Records for this task
((

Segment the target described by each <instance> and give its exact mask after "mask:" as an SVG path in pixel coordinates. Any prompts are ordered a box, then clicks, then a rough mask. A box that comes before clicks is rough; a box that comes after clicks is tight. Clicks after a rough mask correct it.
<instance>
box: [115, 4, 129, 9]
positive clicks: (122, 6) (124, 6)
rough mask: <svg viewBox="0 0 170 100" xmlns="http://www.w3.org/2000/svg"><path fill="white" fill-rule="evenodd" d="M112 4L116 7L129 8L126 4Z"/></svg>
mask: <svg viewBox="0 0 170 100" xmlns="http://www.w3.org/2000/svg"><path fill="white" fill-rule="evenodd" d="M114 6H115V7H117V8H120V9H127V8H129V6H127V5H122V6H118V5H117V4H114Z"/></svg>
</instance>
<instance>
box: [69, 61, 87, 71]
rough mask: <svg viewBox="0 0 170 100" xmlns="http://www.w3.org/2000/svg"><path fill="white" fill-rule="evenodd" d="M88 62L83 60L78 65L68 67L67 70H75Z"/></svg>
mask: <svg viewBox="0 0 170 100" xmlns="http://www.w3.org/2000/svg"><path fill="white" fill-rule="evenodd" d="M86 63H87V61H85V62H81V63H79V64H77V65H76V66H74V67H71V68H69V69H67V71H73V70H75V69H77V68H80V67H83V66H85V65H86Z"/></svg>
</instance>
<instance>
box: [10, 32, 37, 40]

))

Description of the task
Write out the lines of the data from its first line through the line containing "positive clicks: (122, 6) (124, 6)", both ends included, as a numbered list with blank lines omitted.

Written answer
1. Segment the target described by each <instance> and give its exact mask after "mask:" as an SVG path in pixel coordinates. Any prompts are ordered a box, then clicks, then a rough mask. A box that comes before clicks is rough; a box that comes after clicks is tight. Clicks after a rough mask correct it.
2. <instance>
3. box: [115, 4, 129, 9]
4. positive clicks: (122, 6) (124, 6)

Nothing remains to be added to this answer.